## EXERCISE PROMPT
Only the pictures should be dropped; copy the rest of the entries exactly.

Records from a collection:
-*-
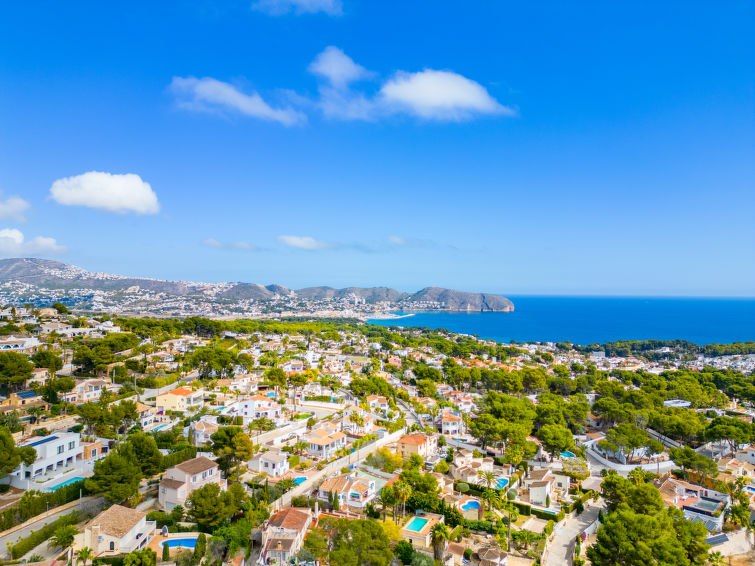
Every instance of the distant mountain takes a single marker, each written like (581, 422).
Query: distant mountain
(256, 291)
(463, 301)
(368, 294)
(56, 275)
-*-
## WRITTEN SOLUTION
Every instance of the distant mountain takes a single marker, each written like (581, 422).
Query: distant mountain
(256, 291)
(463, 301)
(368, 294)
(56, 275)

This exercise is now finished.